Si les liens familiaux pâtissent nécessairement d’une incarcération, la Cour européenne reconnaît explicitement, depuis l’arrêt Messina précité, que les détenus ont droit au respect de leur vie privée et familiale, ce qui implique pour l’administration pénitentiaire de prendre les mesures adéquates au maintien des contacts familiaux profitables à une réintégration sociale (Rép. pén. Dalloz, vo Prison [normes européennes], par J.-P. Céré, no 62). La violation de l'article 8 est ainsi encourue en cas de refus de visites prolongées de la mère d’un détenu (CEDH 11 oct. 2005, Baginski c/ Pologne, no 37444/97). Mais chaque solution dépend des circonstances de la cause et l’article 8, qui connaît une clause de limitation, n’empêche pas que des restrictions soient apportées, en fonction du détenu concerné, dès lors que les conditions posées à l’article 8, § 2 sont réunies. La présente solution en est une illustration. Elle s’inscrit pleinement dans la jurisprudence européenne qui admet par exemple une limitation à deux visites par mois avec vitre de séparation pour un condamné mafieux (Messina c/ Italie, préc.). De même, la Cour a déjà refusé de constater la violation du droit au respect de la vie privée d’un détenu qui n’avait pas bénéficié d’une permission de sortir pour rendre visite à son père malade alors que ses parents bénéficiaient d’un droit de visite permanent qu’ils avaient exercé (CEDH 18 oct. 2005, Schemkamper c/ France, no 75833/01). C’était, peu ou prou, la situation en l’espèce : la détenue avait certes été privée de contact avec son père depuis un transfert intervenu en 2009 mais la Cour prend soin de relever que celle-ci avait bénéficié de visites régulières de la part des membres de sa famille et d’amis.

++++

Tâches à réaliser
**1.** Citez intégralement, sans rien y changer, le texte sur le maintien des liens familiaux des détenus.
**2.** Imprimez à l'identique les lignes de la liste allant de sa toute première ligne jusqu'à la ligne contenant « Phrase: ring on finger », celle-ci comprise, et rien d'autre.

Entrées de données enregistrées
++++

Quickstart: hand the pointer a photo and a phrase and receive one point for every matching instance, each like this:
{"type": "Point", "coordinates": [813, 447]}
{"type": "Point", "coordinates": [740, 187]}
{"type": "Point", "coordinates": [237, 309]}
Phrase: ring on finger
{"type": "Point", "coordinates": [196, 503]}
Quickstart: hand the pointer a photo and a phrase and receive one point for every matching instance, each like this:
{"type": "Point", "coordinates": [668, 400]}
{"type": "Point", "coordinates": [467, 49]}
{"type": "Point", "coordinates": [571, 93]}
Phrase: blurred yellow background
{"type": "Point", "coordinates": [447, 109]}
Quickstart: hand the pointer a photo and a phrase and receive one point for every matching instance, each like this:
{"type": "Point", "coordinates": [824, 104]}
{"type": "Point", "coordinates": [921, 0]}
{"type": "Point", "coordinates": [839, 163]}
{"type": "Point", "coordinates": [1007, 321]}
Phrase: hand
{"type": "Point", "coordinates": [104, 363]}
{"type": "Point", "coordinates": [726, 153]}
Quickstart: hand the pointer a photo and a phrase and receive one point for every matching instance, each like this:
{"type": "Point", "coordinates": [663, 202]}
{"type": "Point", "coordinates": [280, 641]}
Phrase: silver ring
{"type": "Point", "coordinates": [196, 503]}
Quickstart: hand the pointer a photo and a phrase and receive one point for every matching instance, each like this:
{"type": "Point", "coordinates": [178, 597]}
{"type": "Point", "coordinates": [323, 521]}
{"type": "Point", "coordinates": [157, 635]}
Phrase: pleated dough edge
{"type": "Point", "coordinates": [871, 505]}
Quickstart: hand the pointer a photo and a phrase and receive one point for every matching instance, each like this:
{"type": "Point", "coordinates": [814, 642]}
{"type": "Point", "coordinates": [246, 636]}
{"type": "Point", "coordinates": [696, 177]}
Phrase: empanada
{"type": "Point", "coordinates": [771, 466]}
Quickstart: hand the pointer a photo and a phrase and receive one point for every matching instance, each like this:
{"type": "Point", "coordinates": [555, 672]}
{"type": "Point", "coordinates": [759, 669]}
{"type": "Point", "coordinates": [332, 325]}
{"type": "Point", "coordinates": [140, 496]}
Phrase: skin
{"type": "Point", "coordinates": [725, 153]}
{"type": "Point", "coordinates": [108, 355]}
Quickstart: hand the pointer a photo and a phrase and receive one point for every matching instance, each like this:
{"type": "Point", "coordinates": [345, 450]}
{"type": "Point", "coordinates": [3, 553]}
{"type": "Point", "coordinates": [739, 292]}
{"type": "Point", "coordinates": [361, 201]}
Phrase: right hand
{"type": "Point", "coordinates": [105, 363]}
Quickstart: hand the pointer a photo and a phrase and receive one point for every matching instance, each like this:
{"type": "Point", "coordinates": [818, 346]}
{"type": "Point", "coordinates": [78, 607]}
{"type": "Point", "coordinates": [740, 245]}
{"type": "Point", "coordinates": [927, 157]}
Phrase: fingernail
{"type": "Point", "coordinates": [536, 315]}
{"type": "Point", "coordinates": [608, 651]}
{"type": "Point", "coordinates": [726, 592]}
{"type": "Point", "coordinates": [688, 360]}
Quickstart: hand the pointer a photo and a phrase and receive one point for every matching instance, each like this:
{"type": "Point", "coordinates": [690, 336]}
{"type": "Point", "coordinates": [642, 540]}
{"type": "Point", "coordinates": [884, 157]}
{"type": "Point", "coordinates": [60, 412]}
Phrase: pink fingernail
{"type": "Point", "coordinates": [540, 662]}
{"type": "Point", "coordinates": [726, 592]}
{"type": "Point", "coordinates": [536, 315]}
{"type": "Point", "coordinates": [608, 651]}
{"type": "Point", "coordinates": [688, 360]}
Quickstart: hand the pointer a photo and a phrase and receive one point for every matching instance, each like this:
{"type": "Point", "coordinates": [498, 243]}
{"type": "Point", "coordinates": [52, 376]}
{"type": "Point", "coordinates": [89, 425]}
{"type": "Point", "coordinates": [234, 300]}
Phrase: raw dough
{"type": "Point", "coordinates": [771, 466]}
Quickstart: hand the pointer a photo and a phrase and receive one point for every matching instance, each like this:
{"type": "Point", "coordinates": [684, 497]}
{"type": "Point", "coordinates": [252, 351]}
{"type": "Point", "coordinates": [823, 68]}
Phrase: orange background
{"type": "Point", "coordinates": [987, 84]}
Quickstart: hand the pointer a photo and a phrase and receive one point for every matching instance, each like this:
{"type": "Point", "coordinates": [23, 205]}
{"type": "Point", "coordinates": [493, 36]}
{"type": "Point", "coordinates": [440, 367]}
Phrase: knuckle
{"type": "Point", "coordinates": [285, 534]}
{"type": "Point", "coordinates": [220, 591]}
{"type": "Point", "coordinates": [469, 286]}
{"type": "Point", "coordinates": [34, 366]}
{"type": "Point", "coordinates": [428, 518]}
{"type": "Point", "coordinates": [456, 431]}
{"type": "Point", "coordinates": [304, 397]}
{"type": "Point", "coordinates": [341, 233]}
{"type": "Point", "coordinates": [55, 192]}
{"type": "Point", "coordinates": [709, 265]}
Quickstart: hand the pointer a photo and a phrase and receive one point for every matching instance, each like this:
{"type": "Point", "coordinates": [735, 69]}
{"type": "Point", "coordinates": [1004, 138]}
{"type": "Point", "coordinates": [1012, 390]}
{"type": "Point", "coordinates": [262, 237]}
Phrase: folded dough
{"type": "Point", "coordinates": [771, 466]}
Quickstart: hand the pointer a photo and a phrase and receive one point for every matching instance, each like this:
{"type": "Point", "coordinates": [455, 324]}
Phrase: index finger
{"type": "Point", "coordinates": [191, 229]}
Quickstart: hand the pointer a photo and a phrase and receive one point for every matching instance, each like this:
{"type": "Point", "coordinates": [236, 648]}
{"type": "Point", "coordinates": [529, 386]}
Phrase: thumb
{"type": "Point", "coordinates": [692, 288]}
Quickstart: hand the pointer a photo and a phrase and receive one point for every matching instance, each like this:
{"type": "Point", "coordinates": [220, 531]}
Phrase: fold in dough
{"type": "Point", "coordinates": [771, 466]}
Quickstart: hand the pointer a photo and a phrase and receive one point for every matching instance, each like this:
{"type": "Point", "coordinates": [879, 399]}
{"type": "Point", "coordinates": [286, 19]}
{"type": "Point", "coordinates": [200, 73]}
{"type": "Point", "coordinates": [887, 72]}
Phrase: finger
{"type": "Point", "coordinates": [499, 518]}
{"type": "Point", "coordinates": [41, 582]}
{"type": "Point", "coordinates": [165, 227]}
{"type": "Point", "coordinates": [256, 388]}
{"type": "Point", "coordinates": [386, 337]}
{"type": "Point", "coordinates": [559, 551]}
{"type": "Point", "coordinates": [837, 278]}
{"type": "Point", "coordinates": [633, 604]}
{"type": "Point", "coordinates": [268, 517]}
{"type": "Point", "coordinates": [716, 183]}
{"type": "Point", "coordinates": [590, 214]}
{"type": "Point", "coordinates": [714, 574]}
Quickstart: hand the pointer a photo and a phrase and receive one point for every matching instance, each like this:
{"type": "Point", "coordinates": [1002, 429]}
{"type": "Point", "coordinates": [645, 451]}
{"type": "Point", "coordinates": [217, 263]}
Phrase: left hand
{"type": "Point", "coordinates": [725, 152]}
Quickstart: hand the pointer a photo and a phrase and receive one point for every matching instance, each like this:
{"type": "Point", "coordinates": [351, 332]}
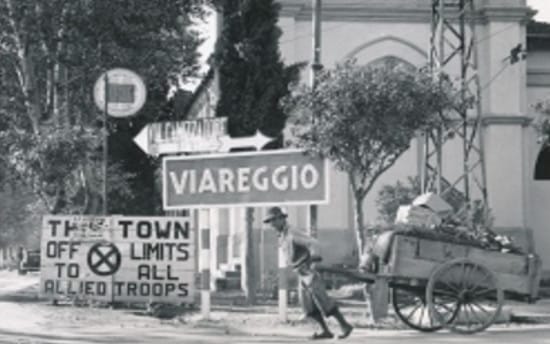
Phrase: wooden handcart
{"type": "Point", "coordinates": [437, 284]}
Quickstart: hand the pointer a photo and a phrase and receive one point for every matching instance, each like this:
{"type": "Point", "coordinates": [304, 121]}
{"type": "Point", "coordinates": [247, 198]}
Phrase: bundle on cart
{"type": "Point", "coordinates": [431, 217]}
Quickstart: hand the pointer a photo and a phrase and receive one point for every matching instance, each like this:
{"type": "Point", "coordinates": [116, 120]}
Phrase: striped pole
{"type": "Point", "coordinates": [283, 286]}
{"type": "Point", "coordinates": [204, 261]}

++++

Ensemble des réponses
**1.**
Si les liens familiaux pâtissent nécessairement d’une incarcération, la Cour européenne reconnaît explicitement, depuis l’arrêt Messina précité, que les détenus ont droit au respect de leur vie privée et familiale, ce qui implique pour l’administration pénitentiaire de prendre les mesures adéquates au maintien des contacts familiaux profitables à une réintégration sociale (Rép. pén. Dalloz, vo Prison [normes européennes], par J.-P. Céré, no 62). La violation de l'article 8 est ainsi encourue en cas de refus de visites prolongées de la mère d’un détenu (CEDH 11 oct. 2005, Baginski c/ Pologne, no 37444/97). Mais chaque solution dépend des circonstances de la cause et l’article 8, qui connaît une clause de limitation, n’empêche pas que des restrictions soient apportées, en fonction du détenu concerné, dès lors que les conditions posées à l’article 8, § 2 sont réunies. La présente solution en est une illustration. Elle s’inscrit pleinement dans la jurisprudence européenne qui admet par exemple une limitation à deux visites par mois avec vitre de séparation pour un condamné mafieux (Messina c/ Italie, préc.). De même, la Cour a déjà refusé de constater la violation du droit au respect de la vie privée d’un détenu qui n’avait pas bénéficié d’une permission de sortir pour rendre visite à son père malade alors que ses parents bénéficiaient d’un droit de visite permanent qu’ils avaient exercé (CEDH 18 oct. 2005, Schemkamper c/ France, no 75833/01). C’était, peu ou prou, la situation en l’espèce : la détenue avait certes été privée de contact avec son père depuis un transfert intervenu en 2009 mais la Cour prend soin de relever que celle-ci avait bénéficié de visites régulières de la part des membres de sa famille et d’amis.

**2.**
Quickstart: hand the pointer a photo and a phrase and receive one point for every matching instance, each like this:
{"type": "Point", "coordinates": [813, 447]}
{"type": "Point", "coordinates": [740, 187]}
{"type": "Point", "coordinates": [237, 309]}
Phrase: ring on finger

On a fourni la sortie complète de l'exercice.